Exercise brief:
Duplicate every line of the entries below word for word, leaving the pictures out of the reproduction.

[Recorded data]
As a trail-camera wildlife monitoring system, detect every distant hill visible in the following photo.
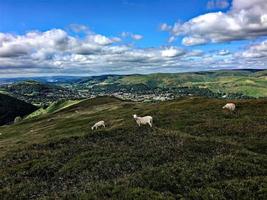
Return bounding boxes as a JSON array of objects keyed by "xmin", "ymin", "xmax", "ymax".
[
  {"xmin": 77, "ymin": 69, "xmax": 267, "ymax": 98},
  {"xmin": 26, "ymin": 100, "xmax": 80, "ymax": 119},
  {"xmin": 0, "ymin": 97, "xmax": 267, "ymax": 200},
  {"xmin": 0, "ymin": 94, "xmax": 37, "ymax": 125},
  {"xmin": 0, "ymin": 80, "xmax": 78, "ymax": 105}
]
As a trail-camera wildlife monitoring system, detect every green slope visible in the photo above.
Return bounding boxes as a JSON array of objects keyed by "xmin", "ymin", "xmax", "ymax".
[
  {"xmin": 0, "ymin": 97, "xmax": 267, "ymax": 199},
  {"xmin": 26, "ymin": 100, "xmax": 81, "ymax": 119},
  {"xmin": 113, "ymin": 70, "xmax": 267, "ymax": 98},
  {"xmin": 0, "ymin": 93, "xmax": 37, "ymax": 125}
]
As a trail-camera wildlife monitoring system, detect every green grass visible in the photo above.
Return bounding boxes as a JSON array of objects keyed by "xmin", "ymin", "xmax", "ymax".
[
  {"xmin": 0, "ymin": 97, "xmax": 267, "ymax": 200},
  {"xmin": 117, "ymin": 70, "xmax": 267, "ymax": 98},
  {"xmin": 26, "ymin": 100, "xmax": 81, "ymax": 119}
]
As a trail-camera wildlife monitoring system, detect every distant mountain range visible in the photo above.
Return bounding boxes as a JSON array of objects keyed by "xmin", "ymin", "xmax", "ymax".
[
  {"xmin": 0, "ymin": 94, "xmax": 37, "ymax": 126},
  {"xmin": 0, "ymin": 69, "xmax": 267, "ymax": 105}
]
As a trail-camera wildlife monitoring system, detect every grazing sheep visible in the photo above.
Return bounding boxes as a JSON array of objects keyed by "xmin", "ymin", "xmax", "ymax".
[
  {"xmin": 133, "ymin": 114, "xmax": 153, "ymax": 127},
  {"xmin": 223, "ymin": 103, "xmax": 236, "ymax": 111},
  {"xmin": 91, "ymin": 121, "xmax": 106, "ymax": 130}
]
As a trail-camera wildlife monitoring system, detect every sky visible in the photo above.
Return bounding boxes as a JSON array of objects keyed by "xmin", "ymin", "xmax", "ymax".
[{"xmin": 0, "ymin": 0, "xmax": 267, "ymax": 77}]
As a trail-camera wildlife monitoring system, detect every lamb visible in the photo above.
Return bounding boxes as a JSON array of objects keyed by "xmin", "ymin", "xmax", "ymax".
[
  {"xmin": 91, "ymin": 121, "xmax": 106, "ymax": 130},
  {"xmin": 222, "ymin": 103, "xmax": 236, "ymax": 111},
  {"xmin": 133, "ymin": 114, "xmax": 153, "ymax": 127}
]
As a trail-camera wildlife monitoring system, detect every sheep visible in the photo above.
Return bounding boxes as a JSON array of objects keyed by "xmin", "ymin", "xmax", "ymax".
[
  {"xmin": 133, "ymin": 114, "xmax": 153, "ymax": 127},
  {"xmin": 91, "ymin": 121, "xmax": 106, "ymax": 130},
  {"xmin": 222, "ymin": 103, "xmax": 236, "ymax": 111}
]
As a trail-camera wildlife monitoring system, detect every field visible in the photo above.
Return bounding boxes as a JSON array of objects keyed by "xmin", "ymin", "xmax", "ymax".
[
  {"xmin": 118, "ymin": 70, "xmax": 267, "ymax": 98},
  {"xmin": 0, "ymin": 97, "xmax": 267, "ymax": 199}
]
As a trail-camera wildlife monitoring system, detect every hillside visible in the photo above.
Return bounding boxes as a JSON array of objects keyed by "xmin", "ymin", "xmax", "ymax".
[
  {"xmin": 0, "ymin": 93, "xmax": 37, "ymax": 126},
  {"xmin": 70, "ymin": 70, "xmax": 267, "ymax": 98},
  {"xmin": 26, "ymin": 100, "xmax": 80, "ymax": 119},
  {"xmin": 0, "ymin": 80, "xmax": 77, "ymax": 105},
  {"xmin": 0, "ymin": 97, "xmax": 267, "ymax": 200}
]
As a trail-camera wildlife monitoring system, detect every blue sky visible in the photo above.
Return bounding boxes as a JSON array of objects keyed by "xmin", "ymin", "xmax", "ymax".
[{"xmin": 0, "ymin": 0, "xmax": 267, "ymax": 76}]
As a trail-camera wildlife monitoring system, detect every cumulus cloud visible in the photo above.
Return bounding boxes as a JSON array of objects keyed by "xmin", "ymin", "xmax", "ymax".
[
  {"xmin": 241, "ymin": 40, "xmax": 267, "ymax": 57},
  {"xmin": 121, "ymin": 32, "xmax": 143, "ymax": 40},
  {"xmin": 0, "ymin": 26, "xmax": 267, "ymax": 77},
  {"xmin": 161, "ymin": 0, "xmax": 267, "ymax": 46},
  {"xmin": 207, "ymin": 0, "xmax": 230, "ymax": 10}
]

Final result:
As a trail-camera wildlife monitoring system, detect every distant hill visible in the following photo.
Return bounding boxes as a JSON array of objects keyed by "xmin", "ymin", "xmax", "ymax".
[
  {"xmin": 77, "ymin": 69, "xmax": 267, "ymax": 98},
  {"xmin": 26, "ymin": 100, "xmax": 80, "ymax": 119},
  {"xmin": 0, "ymin": 97, "xmax": 267, "ymax": 200},
  {"xmin": 0, "ymin": 94, "xmax": 37, "ymax": 125},
  {"xmin": 0, "ymin": 80, "xmax": 78, "ymax": 105}
]
As a trail-camera wildlife monitoring system, detect every green slope visible in the photo above.
Return bounding boxes as a JSON array of objects keyed by "xmin", "ymin", "xmax", "ymax".
[
  {"xmin": 0, "ymin": 97, "xmax": 267, "ymax": 199},
  {"xmin": 26, "ymin": 100, "xmax": 81, "ymax": 119},
  {"xmin": 113, "ymin": 70, "xmax": 267, "ymax": 98},
  {"xmin": 0, "ymin": 93, "xmax": 37, "ymax": 125}
]
As a trail-camera wildlife monitoring system, detect every green grass visible in the photo above.
Return bounding boxes as a JSON array of objects keyed by "xmin", "ymin", "xmax", "ymax".
[
  {"xmin": 0, "ymin": 97, "xmax": 267, "ymax": 200},
  {"xmin": 117, "ymin": 70, "xmax": 267, "ymax": 98},
  {"xmin": 26, "ymin": 100, "xmax": 81, "ymax": 119}
]
As a trail-camera wildlife monitoring system, detect every distant mountain range visible in the photo above.
Return bounding boxes as a JSON array of objects keyed by "xmin", "ymin", "xmax", "ymax".
[
  {"xmin": 0, "ymin": 94, "xmax": 37, "ymax": 126},
  {"xmin": 0, "ymin": 69, "xmax": 267, "ymax": 105}
]
As a trail-camera wildlife monitoring system, detect every grazing sheep visible in the photo above.
Return bounding boxes as a JSON array of objects keyed by "xmin", "ymin", "xmax", "ymax".
[
  {"xmin": 133, "ymin": 114, "xmax": 153, "ymax": 127},
  {"xmin": 223, "ymin": 103, "xmax": 236, "ymax": 111},
  {"xmin": 91, "ymin": 121, "xmax": 106, "ymax": 130}
]
As a trail-camera wildlife monitoring system, detect every sky visible in the photo above.
Return bounding boxes as a JSON array of objects keyed by "xmin", "ymin", "xmax", "ymax".
[{"xmin": 0, "ymin": 0, "xmax": 267, "ymax": 77}]
As a trail-camera wildlife monitoring system, detect every lamb visible in the photo above.
Return bounding boxes as a JSON array of objects keyed by "xmin", "ymin", "xmax", "ymax".
[
  {"xmin": 91, "ymin": 121, "xmax": 106, "ymax": 130},
  {"xmin": 222, "ymin": 103, "xmax": 236, "ymax": 111},
  {"xmin": 133, "ymin": 114, "xmax": 153, "ymax": 127}
]
As a trail-camera wildlife monitoring system, detect every sheep visible in the photo above.
Return bounding boxes as a JSON array of objects keyed by "xmin", "ymin", "xmax", "ymax".
[
  {"xmin": 133, "ymin": 114, "xmax": 153, "ymax": 127},
  {"xmin": 91, "ymin": 121, "xmax": 106, "ymax": 130},
  {"xmin": 222, "ymin": 103, "xmax": 236, "ymax": 111}
]
As a trail-camera wildlife monitoring system, detect every field visible in the photo above.
Return bounding boxes as a JSON array of objects keyed by "xmin", "ymin", "xmax", "ymax".
[
  {"xmin": 118, "ymin": 70, "xmax": 267, "ymax": 98},
  {"xmin": 0, "ymin": 97, "xmax": 267, "ymax": 199}
]
As a trail-camera wildlife monitoring system, detect every hillside visible in the photo above.
Return bounding boxes as a JSON array of objects keyed by "xmin", "ymin", "xmax", "ymax".
[
  {"xmin": 0, "ymin": 93, "xmax": 37, "ymax": 126},
  {"xmin": 70, "ymin": 70, "xmax": 267, "ymax": 98},
  {"xmin": 26, "ymin": 100, "xmax": 80, "ymax": 119},
  {"xmin": 0, "ymin": 80, "xmax": 77, "ymax": 105},
  {"xmin": 0, "ymin": 97, "xmax": 267, "ymax": 200}
]
As a trail-camera wildlife monitoring system, detect every blue sky visible in the photo above.
Return bounding boxes as a JSON array of objects keyed by "xmin", "ymin", "xmax", "ymax".
[{"xmin": 0, "ymin": 0, "xmax": 267, "ymax": 76}]
As a trail-camera wildlife monitoring system, detect every cumulus cloud visible in the photo above.
Return bounding boxes as a JSON array of objects keyed by "xmin", "ymin", "xmax", "ymax".
[
  {"xmin": 241, "ymin": 40, "xmax": 267, "ymax": 57},
  {"xmin": 121, "ymin": 32, "xmax": 143, "ymax": 40},
  {"xmin": 0, "ymin": 26, "xmax": 267, "ymax": 77},
  {"xmin": 161, "ymin": 0, "xmax": 267, "ymax": 46},
  {"xmin": 207, "ymin": 0, "xmax": 230, "ymax": 10}
]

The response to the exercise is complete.